Tasks to carry out
**1)** In the forum discussion on the death penalty, how long is the prison sentence of the woman in New Zealand who killed her husband?
**2)** Output a word-for-word copy of the passage in the forum discussion on the death penalty that begins at the words "If it was self" and stops after the words "No death penalty.".

** Opening Extract provided block **

Why should she get sentenced to death?

Was he physically abusive? Did she believe her life was in danger?

If it was self defense, she shouldn't be serving any time. If she was putting up with 20 years of physical abuse and feared it could get worse, but killed him when fear for her life was not imminent, then perhaps some lesser charge of murder. No death penalty.

But if she murdered a man with malice aforethought because of verbal abuse? That's not a viable method of conflict resolution.
 

McBell

Unbound
There was a woman, here in NZ, who some time ago killed her husband who was controlling and verbally abusive. After 20 or so years of marriage she'd had enough, and this was the last resort for her to make it stop. She's now halfway through a 20 year prison sentence, and will probably be out in the next few years on parole.

Why should she get sentenced to death?
Was she sentenced to death?
Doesn't sound like it to me.

So I am confused by your question.
 

Shadow Wolf

Certified People sTabber & Business Owner
Are you talking about a murderer or about an innocent being sentenced to death?
I am talking about the the family of the victim, and also the family of the murderer, who will also be loosing a family member because the state demanded it.

The point isn't whether or not it's voluntary. The point is, as a society, we have no problem putting them at risk in this way. A flight is successful when it arrives safely at its destination. An execution is successful when the condemned inmate was rightfully convicted. Both situations carry the risk of error, the consequence of which is the loss of innocent lives, and yet for some reason you seem ok with one but not the other.
They are not comparable in such a way. One is an entirely voluntary risk, the other is state mandated.

That is a consequence that the murderer accepted for himself and his family when he chose to commit a capital crime in a jurisdiction that sanctions capital punishment.
Why should another family be deprived over it? Prison does disrupt families, and I do support removing murderers from society, at least for a time (each case should be reviewed strictly on a case-by-case basis), prison does not completely and permanently deprive the family. And if the condemned is innocent, now there are two families who have been unjustly deprived because the state demanded the one judged guilty should die.

What do you mean by 'last resort'? Why couldn't she just breakup?
It's not always that easy. If he was that controlling, he would have stalked her, and it could have put her at an even greater risk. It's an entirely discussion though really, and it's really not so simply of an answer as it involves knowledge of the dynamics of abusive relationships. And because she was with him for twenty years, it's very likely he severed her social ties, making it even harder to escape.
It's one of those things that are if it were really that easy, why doesn't happen more often?
 

Koldo

Outstanding Member
I am talking about the the family of the victim, and also the family of the murderer, who will also be loosing a family member because the state demanded it.

The murderer should have taken into consideration how his/her family would feel about this before he/she murdered.
Likewise, it is not like we are supposed to care whether people would suffer with their family member being jailed for life either.

It's not always that easy. If he was that controlling, he would have stalked her, and it could have put her at an even greater risk. It's an entirely discussion though really, and it's really not so simply of an answer as it involves knowledge of the dynamics of abusive relationships. And because she was with him for twenty years, it's very likely he severed her social ties, making it even harder to escape.
It's one of those things that are if it were really that easy, why doesn't happen more often?

I know it is not so simple. Yet, since no mention of a threat to her life has been mentioned I had to ask why she didn't just break up. There are many possible interpretations to the scenario he mentioned. What should be her punishment, according to my opinion, for doing such a crime could vary between nothing at all ( not guilty ) and death penalty, depending strictly on the circumstances. As such, I was seeking further information on that case.

** Closing Extract provided block **
** Opening Supplied material block **

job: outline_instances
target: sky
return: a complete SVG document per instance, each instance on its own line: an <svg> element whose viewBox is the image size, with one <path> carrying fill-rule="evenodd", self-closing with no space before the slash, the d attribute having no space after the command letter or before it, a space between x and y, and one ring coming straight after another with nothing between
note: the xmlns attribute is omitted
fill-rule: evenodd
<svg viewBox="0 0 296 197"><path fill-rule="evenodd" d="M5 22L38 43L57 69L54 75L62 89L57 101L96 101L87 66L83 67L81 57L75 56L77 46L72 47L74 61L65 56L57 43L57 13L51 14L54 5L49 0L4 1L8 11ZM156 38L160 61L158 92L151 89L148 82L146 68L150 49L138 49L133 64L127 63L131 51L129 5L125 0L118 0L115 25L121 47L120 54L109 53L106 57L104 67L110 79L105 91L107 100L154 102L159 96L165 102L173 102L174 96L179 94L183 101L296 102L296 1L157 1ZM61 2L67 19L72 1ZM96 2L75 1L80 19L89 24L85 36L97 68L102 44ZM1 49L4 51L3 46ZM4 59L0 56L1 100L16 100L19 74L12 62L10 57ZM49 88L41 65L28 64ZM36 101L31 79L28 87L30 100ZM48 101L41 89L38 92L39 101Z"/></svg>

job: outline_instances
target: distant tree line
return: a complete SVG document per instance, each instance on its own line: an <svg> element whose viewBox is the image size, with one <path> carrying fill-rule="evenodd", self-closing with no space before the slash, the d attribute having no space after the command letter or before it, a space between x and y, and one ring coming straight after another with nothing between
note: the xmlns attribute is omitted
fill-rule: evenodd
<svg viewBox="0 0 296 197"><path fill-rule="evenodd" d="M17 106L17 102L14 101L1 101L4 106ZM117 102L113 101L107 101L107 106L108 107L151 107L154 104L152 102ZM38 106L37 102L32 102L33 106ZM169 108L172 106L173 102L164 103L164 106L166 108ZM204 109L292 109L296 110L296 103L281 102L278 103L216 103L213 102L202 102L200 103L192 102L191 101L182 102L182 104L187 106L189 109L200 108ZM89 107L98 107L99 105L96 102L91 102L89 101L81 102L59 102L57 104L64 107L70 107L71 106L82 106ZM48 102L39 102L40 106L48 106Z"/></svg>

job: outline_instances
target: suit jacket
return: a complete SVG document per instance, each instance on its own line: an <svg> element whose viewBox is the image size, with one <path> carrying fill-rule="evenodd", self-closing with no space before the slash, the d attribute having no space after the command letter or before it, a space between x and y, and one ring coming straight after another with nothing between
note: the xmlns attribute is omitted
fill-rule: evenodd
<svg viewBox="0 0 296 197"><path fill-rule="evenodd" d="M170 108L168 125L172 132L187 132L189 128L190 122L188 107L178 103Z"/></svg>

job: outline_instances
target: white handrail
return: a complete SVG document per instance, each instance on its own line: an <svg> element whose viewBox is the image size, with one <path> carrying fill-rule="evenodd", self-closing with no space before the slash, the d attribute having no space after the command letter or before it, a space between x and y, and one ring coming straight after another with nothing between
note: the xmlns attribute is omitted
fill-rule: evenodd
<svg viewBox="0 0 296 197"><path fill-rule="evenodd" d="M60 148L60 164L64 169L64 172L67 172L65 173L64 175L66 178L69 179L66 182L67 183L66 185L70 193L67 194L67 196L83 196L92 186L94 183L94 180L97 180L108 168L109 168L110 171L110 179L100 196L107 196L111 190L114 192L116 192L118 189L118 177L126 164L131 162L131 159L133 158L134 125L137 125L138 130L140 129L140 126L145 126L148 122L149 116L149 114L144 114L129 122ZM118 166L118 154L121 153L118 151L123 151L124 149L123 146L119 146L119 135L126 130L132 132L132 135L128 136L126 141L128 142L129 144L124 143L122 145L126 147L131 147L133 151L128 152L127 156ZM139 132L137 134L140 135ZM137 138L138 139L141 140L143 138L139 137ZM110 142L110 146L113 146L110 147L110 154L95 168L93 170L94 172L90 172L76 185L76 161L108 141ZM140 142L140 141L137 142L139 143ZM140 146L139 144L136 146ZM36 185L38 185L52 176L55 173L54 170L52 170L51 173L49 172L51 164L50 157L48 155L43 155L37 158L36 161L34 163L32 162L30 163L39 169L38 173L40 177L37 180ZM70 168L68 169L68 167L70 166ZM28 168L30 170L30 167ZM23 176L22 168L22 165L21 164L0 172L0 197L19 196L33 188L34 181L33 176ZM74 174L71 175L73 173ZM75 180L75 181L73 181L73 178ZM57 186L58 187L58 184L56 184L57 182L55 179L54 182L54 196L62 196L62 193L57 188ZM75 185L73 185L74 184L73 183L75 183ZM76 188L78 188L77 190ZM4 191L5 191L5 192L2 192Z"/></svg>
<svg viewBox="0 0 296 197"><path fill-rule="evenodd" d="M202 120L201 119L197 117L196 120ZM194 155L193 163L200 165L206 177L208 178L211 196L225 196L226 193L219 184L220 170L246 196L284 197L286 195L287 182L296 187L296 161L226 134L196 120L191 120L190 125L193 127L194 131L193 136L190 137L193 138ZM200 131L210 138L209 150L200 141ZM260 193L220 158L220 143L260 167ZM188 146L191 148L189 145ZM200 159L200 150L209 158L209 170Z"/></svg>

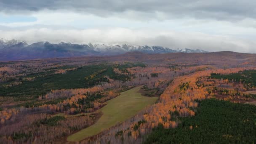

** Closing Supplied material block **

Answers in order
**1)** 20 years

**2)**
If it was self defense, she shouldn't be serving any time. If she was putting up with 20 years of physical abuse and feared it could get worse, but killed him when fear for her life was not imminent, then perhaps some lesser charge of murder. No death penalty.